* **作業の目的**: 下の資料から「wing」という語を含む行を一つ残らず見つけて、書き写してください。大文字と小文字は区別します。

* **取り出した情報**:

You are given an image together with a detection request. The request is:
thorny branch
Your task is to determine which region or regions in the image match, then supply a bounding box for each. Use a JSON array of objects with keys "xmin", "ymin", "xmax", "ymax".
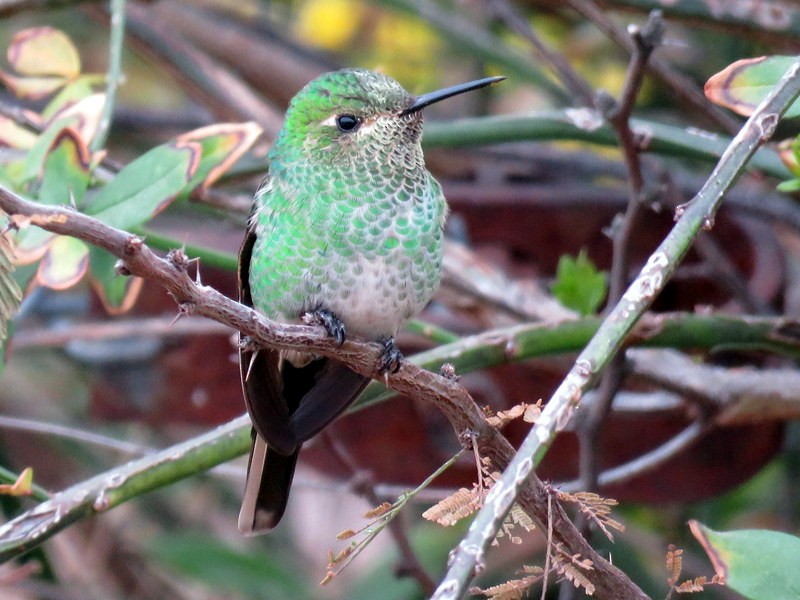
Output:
[
  {"xmin": 433, "ymin": 54, "xmax": 800, "ymax": 600},
  {"xmin": 0, "ymin": 186, "xmax": 645, "ymax": 599},
  {"xmin": 579, "ymin": 11, "xmax": 664, "ymax": 520}
]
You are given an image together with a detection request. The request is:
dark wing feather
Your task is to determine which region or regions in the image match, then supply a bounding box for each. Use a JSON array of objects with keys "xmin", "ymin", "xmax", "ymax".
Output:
[
  {"xmin": 239, "ymin": 226, "xmax": 297, "ymax": 456},
  {"xmin": 283, "ymin": 359, "xmax": 370, "ymax": 443},
  {"xmin": 239, "ymin": 206, "xmax": 369, "ymax": 535}
]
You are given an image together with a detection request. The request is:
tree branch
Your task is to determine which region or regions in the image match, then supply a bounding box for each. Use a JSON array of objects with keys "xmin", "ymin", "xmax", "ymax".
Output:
[
  {"xmin": 0, "ymin": 186, "xmax": 645, "ymax": 599},
  {"xmin": 433, "ymin": 59, "xmax": 800, "ymax": 600}
]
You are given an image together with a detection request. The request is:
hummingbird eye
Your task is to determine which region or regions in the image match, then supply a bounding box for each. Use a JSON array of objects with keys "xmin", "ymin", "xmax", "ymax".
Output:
[{"xmin": 336, "ymin": 115, "xmax": 361, "ymax": 133}]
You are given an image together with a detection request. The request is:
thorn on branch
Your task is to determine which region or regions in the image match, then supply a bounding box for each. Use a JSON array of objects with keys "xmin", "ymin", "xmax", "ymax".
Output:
[
  {"xmin": 173, "ymin": 302, "xmax": 196, "ymax": 323},
  {"xmin": 594, "ymin": 90, "xmax": 619, "ymax": 121},
  {"xmin": 628, "ymin": 10, "xmax": 666, "ymax": 54},
  {"xmin": 439, "ymin": 363, "xmax": 460, "ymax": 381},
  {"xmin": 125, "ymin": 235, "xmax": 144, "ymax": 256},
  {"xmin": 167, "ymin": 248, "xmax": 192, "ymax": 272},
  {"xmin": 114, "ymin": 259, "xmax": 131, "ymax": 277}
]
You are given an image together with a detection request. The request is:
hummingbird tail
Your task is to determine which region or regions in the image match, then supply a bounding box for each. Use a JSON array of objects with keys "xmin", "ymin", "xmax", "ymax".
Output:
[{"xmin": 238, "ymin": 430, "xmax": 300, "ymax": 535}]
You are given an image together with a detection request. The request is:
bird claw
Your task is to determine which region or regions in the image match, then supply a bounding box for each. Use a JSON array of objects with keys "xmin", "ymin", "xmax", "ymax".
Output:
[
  {"xmin": 239, "ymin": 336, "xmax": 261, "ymax": 353},
  {"xmin": 378, "ymin": 336, "xmax": 403, "ymax": 374},
  {"xmin": 306, "ymin": 308, "xmax": 347, "ymax": 346}
]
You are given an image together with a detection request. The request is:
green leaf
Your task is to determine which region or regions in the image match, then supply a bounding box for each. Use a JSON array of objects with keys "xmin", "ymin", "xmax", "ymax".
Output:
[
  {"xmin": 8, "ymin": 27, "xmax": 81, "ymax": 79},
  {"xmin": 85, "ymin": 142, "xmax": 201, "ymax": 229},
  {"xmin": 42, "ymin": 76, "xmax": 94, "ymax": 121},
  {"xmin": 149, "ymin": 533, "xmax": 310, "ymax": 600},
  {"xmin": 39, "ymin": 128, "xmax": 91, "ymax": 206},
  {"xmin": 22, "ymin": 115, "xmax": 78, "ymax": 182},
  {"xmin": 705, "ymin": 56, "xmax": 800, "ymax": 118},
  {"xmin": 776, "ymin": 179, "xmax": 800, "ymax": 194},
  {"xmin": 0, "ymin": 115, "xmax": 36, "ymax": 150},
  {"xmin": 176, "ymin": 122, "xmax": 262, "ymax": 193},
  {"xmin": 689, "ymin": 521, "xmax": 800, "ymax": 600},
  {"xmin": 89, "ymin": 246, "xmax": 143, "ymax": 315},
  {"xmin": 550, "ymin": 250, "xmax": 608, "ymax": 315},
  {"xmin": 36, "ymin": 235, "xmax": 89, "ymax": 290},
  {"xmin": 0, "ymin": 230, "xmax": 22, "ymax": 352},
  {"xmin": 0, "ymin": 71, "xmax": 67, "ymax": 100}
]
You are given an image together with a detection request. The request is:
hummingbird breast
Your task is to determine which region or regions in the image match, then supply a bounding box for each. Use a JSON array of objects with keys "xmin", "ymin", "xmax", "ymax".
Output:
[{"xmin": 250, "ymin": 164, "xmax": 446, "ymax": 339}]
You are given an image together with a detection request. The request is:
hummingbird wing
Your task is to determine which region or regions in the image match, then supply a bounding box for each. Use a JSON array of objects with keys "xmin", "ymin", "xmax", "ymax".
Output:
[{"xmin": 238, "ymin": 219, "xmax": 369, "ymax": 535}]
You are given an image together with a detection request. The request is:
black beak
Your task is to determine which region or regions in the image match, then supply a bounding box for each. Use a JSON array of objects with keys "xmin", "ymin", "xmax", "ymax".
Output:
[{"xmin": 400, "ymin": 76, "xmax": 505, "ymax": 117}]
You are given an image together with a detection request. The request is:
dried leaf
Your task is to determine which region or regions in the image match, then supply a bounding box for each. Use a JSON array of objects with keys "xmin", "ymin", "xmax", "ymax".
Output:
[
  {"xmin": 175, "ymin": 122, "xmax": 262, "ymax": 189},
  {"xmin": 675, "ymin": 575, "xmax": 708, "ymax": 594},
  {"xmin": 704, "ymin": 56, "xmax": 800, "ymax": 118},
  {"xmin": 0, "ymin": 115, "xmax": 36, "ymax": 150},
  {"xmin": 364, "ymin": 502, "xmax": 392, "ymax": 519},
  {"xmin": 422, "ymin": 488, "xmax": 482, "ymax": 527},
  {"xmin": 477, "ymin": 567, "xmax": 544, "ymax": 600},
  {"xmin": 336, "ymin": 529, "xmax": 357, "ymax": 540},
  {"xmin": 552, "ymin": 544, "xmax": 595, "ymax": 596},
  {"xmin": 522, "ymin": 398, "xmax": 542, "ymax": 423},
  {"xmin": 667, "ymin": 544, "xmax": 683, "ymax": 587},
  {"xmin": 486, "ymin": 402, "xmax": 528, "ymax": 427},
  {"xmin": 48, "ymin": 94, "xmax": 106, "ymax": 146},
  {"xmin": 558, "ymin": 491, "xmax": 625, "ymax": 540}
]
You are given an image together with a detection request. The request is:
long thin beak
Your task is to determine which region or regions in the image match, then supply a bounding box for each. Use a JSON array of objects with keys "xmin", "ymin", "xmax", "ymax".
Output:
[{"xmin": 400, "ymin": 76, "xmax": 505, "ymax": 117}]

* **作業の答え**:
dark wing feather
hummingbird wing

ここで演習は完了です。